• [Текст для чтения]
########
Апрельские «ОХИ» греков
пишет Евгения Кричевская
28 октября греки празднуют один из двух своих национальных праздников – День «ОХИ», когда в 1940 году премьер-министр страны Иоаннис Метаксас ответил громовым «нет» на требование итальянцев сдать страну. Греция ответила «ОХИ» вторично 6 апреля 1941 года, когда сказать «нет» было гораздо страшнее: над маленькой Грецией нвисла военная махина фашистской Германии, уже раздавившая своими гусеницами пол-Европы, и даже такого гиганта, как Франция.
6 апреля Александрос Коризис, вставший после смерти Иоанниса Метаксаса во главе страны, наотрез отказался сдать родину Гитлеру. 18 апреля, когда немецкие бомбардировщики начали бомбить столицу он покончил с собой двумя выстрелами в сердце. Коризис (1885-1941) был основателем Сельскохозяйственного банка (Агротики трапеза) и его первым управляющим, но в истории Греции он останется не как выдающийся финансист, а как герой и патриот, как самурай-максималист, принимающий решение добровольно уйти из жизни при виде своей родины, стоящей на коленях перед захватчиком. Тот факт, что «ОХИ» Александроса Коризиса не имело того триумфального продолжения, как «ОХИ» Иоанниса Метаксаса, не умаляет его значения, скорее наоборот – подчеркивает его трагичнейшие масштабы.
Александрос Коризис не был военным, да и в политики, похоже, не рвался, хотя его отец, Георгиос Коризис, избирался и депутатом парламента, и мэром родного острова Коризисов, Пороса, а мать была племянницей самого Александроса Кумундуроса, одного из значительнейших греческих политиков, десятикратно избиравшегося премьер-министром страны. Премьер-министром Александроса Коризиса назначил король Георгий Второй, в конце января 1941 года, после смерти Иоанниса Метаксаса от скоротечного воспаления горла. Многие осуждали короля за то, что он не поставил во главе страны опытного военного или политика. Однако, Александрос Коризис в критическую для государства минуту выполнил свой долг с честью и до конца.
6 апреля 1941 года, около шести часов утра, в квартире премьер-министра раздался телефонный звонок. Госпоже Коризис ответили по-французски, сообщая, что посол Германии Виктор Эрбах срочно желает видеть премьер-министра, дабы передать ему ноту германского правительства. Встреча состоялась полчаса спустя: Александрос Коризис давно ждал этой минуты и, казалось, внутренне был готов к ней.
Посол вежливо подчеркнул, что действия Третьего Рейха направлены отнюдь не против Греции, а против англичан, находящихся на греческой территории:
«Правительство Рейха уже отдало распоряжение изгнать британские войска с греческой территории. Любое сопротивление немецкой армии будет безжалостно подавлено».
########
• [Исходные данные]

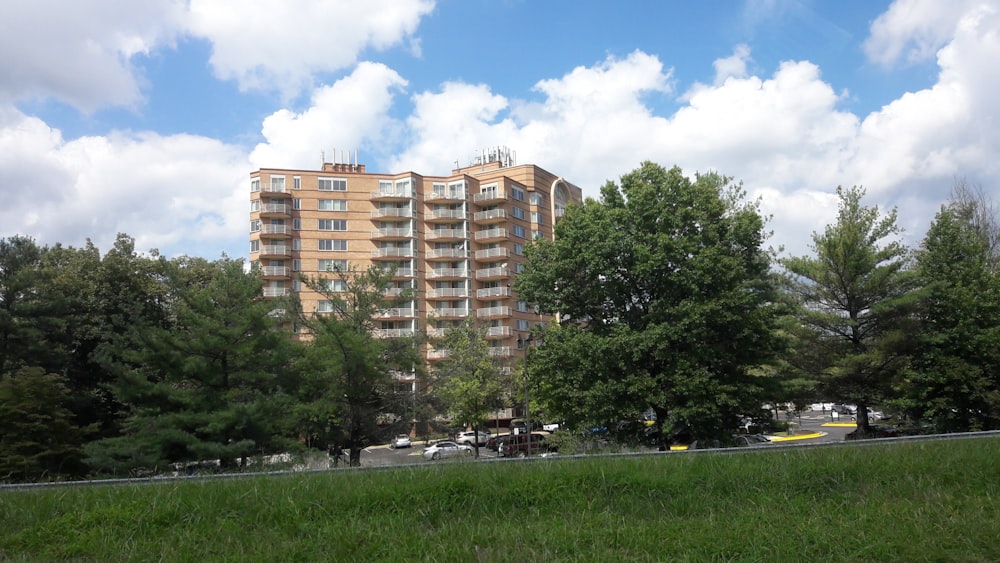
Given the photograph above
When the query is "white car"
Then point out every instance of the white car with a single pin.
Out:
(469, 438)
(400, 441)
(445, 449)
########
• [Задания]
[A] Переведите на английский язык предложение из текста об Александросе Коризисе: «Многие осуждали короля за то, что он не поставил во главе страны опытного военного или политика.»
[B] Кто, согласно тексту об Александросе Коризисе, назначил его премьер-министром?
[C] Изложите в виде краткого списка абзац текста об Александросе Коризисе, начинающийся словами «Александрос Коризис не был военным», сохранив его основные факты.

• [Ответы к заданиям]
[A] Many condemned the king for not placing an experienced military man or politician at the head of the country.

[B] Король Георгий Второй.

[C]
- Александрос Коризис не был военным и, похоже, не стремился в политику.
- Его отец, Георгиос Коризис, избирался депутатом парламента и мэром родного острова Коризисов, Пороса.
- Мать была племянницей Александроса Кумундуроса, десятикратно избиравшегося премьер-министром.
- Премьер-министром Коризиса назначил король Георгий Второй в конце января 1941 года, после смерти Иоанниса Метаксаса от скоротечного воспаления горла.
- Многие осуждали короля за то, что во главе страны не был поставлен опытный военный или политик.
- В критическую минуту Коризис выполнил свой долг с честью и до конца.